◆ TASKS FOR THIS EXERCISE
[a] Answer the following from the passage on the Christian religion below:
(i) According to the author, at least how many things are happening in the Christian religion?
(ii) What background does the author say they come from?
(iii) In the comparison with the elephant, what does the person touching the tail think they are describing?
[b] In the passage on the Christian religion below, retype everything from "We can talk" down to "very real component.".

I have some thoughts on the matter so I thought I would throw them out here for consideration.

 Intro: It is severely unhelpful to frame this in an either/or way. “Either God is X like the Bible/Creed/Tradition say OR Religion is the equivalent of Santa Clause &Tooth Fairy and we might as well all go home.”

That reductive approach is foolish and silly.  There is far too much going on in religion – and the Christian religion specifically – to say things like that.*

 I propose that there are – at least – 5 things happening IN the christian religion:

  • Experience
  • Formation
  • Event
  • Mystery
  • Potentially Something Real

Experience – People who were not raised in the faith convert and/or have crisis experiences that powerfully impact them.  People experience the presences of something they interpret as bigger than themselves.

We can talk about transcendence or phenomenology but what we can not deny is that people experience something in religion. As someone from a charismatic-evangelical background it is so clear to me that much of our talk about God and religion in progressive-emergent circles misses this very real component.

Is experience the whole story? NO! And those who reduce it down to that are equally as errant. It is not the main thing nor is it nothing. It does not account for everything but neither can it be dismissed outright.  People’s experience must factor into the equation.

At minimum do the Kantian thing and say that religious people’s experience is real but incomplete to understand the whole picture (noumenon) – like 6 blind people with their hands on different parts of the elephant – each thinking they are describing something unique: a tree (leg) a rope (tail) a wall (belly) and a giant leaf (ear) and an enormous snake (trunk).

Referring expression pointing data
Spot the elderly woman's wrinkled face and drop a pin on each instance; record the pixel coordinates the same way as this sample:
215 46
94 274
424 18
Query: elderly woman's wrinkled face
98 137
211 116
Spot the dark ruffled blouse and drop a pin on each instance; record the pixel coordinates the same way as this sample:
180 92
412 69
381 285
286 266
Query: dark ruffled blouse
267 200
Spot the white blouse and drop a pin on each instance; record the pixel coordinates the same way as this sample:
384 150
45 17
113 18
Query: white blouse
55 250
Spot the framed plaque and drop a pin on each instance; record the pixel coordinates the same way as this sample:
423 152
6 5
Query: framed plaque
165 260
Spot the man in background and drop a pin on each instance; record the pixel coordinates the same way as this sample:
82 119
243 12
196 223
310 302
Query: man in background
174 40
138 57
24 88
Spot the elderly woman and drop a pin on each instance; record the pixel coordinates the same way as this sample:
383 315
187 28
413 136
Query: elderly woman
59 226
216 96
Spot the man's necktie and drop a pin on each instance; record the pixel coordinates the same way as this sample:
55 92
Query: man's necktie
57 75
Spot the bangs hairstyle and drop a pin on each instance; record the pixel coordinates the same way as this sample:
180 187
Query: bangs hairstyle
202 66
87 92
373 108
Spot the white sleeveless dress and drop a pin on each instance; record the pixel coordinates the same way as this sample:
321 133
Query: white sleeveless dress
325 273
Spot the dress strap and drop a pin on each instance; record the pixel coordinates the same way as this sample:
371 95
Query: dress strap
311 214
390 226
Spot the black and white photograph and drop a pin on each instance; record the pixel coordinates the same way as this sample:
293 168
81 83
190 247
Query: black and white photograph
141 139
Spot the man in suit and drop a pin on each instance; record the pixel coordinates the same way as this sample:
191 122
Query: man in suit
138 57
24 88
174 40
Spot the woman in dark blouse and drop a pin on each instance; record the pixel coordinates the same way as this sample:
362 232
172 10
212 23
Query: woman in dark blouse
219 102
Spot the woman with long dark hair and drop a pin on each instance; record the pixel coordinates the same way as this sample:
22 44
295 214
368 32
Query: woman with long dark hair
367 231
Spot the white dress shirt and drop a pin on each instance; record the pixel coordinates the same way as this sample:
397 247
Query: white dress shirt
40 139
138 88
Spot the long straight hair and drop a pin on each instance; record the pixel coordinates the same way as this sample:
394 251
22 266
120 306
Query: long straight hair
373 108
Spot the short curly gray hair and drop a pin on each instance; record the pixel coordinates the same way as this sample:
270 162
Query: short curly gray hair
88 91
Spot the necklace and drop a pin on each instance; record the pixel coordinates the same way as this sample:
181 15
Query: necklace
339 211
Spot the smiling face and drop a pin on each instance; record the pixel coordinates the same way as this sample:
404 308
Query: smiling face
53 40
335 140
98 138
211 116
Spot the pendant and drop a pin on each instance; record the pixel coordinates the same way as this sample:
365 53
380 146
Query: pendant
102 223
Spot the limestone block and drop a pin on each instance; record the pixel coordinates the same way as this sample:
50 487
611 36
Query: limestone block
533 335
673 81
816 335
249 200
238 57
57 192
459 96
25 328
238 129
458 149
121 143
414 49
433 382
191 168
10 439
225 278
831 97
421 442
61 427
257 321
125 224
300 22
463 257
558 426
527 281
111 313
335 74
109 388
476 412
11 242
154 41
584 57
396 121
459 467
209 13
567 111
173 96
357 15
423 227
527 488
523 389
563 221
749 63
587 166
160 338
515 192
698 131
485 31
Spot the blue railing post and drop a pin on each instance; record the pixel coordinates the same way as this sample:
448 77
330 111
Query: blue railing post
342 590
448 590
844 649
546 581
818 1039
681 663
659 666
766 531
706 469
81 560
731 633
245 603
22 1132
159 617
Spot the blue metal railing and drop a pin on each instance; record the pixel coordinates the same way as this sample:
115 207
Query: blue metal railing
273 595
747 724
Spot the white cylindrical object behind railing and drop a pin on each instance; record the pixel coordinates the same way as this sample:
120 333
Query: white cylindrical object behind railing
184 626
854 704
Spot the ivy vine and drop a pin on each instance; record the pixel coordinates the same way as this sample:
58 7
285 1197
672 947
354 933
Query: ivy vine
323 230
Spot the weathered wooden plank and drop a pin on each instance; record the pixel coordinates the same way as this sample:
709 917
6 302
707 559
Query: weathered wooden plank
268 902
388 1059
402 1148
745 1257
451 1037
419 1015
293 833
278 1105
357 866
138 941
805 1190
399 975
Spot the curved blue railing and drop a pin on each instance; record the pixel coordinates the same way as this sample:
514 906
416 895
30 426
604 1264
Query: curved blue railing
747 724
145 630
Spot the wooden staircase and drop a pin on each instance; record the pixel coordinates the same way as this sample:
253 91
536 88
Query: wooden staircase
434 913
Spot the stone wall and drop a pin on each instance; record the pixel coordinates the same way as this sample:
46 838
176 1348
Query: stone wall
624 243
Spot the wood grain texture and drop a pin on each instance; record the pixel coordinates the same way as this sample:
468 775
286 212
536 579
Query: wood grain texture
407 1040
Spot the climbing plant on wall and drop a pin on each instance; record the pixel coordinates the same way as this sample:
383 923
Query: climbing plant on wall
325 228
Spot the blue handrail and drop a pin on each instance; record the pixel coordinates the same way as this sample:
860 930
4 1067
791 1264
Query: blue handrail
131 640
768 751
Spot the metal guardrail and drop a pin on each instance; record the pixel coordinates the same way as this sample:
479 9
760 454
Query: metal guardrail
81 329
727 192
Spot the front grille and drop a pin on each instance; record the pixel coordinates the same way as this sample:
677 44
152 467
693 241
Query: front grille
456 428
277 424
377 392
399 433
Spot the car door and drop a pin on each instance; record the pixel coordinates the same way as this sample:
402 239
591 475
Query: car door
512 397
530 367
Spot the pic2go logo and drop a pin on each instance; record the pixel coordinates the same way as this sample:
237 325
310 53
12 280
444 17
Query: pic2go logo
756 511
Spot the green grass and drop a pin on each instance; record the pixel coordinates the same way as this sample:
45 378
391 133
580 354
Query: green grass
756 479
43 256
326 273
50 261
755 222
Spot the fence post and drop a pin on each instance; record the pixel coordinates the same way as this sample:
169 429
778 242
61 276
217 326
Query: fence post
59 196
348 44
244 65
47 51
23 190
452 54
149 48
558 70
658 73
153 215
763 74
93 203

◆ TASK-BY-TASK RESULTS
[a]
(i) At least five.
(ii) A charismatic-evangelical background.
(iii) A rope.

[b]
We can talk about transcendence or phenomenology but what we can not deny is that people experience something in religion. As someone from a charismatic-evangelical background it is so clear to me that much of our talk about God and religion in progressive-emergent circles misses this very real component.